Textausschnitt:
------------

Hintergrund und Stand (inter)nationaler Forschung: In ländlichen Regionen kann durch die geringe Dichte pädiatrischer Notaufnahmen eine wohnortnahe Versorgung nicht immer sichergestellt werden. In diesen Regionen suchen Patienten häufig ein Krankenhaus ohne Kinderabteilung und damit ohne pädiatrische Kompetenz auf. Telemedizinische Funktionalitäten bieten Möglichkeiten, fachärztliche Kompetenz sicherzustellen. So könnte die pädiatrische Versorgung in ländlichen Regionen unterstützt werden. Im hier vorgestellten Projekt wurde eine telemedizinisch durchgeführte Triage (Dringlichkeitseinschätzung) untersucht.

Fragestellung und Zielsetzung: In welchem Maß stimmen die Ergebnisse der Triage eines Patienten, die durch einen Pädiater vor Ort durchgeführt wird, mit der Einschätzung eines telemedizinisch untersuchenden Pädiaters überein?

------------

Aufgaben und Übungen:
**A.** Welches Verfahren wurde laut dem Textausschnitt im vorgestellten Projekt untersucht?
**B.** Übertragen Sie aus dem Textausschnitt wortgetreu die Passage von „Fragestellung und Zielsetzung: In“ bis einschließlich „untersuchenden Pädiaters überein?“.

Ausgangsmaterial:
------------

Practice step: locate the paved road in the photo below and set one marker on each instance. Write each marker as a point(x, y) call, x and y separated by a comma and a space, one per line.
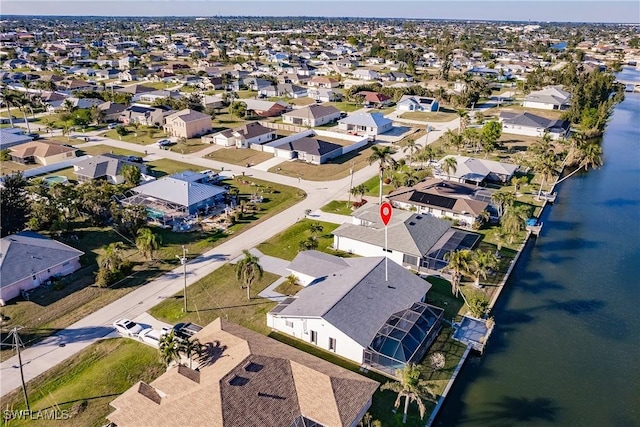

------------

Lösungen nach Aufgaben:
**A.** Eine telemedizinisch durchgeführte Triage (Dringlichkeitseinschätzung).

**B.**
Fragestellung und Zielsetzung: In welchem Maß stimmen die Ergebnisse der Triage eines Patienten, die durch einen Pädiater vor Ort durchgeführt wird, mit der Einschätzung eines telemedizinisch untersuchenden Pädiaters überein?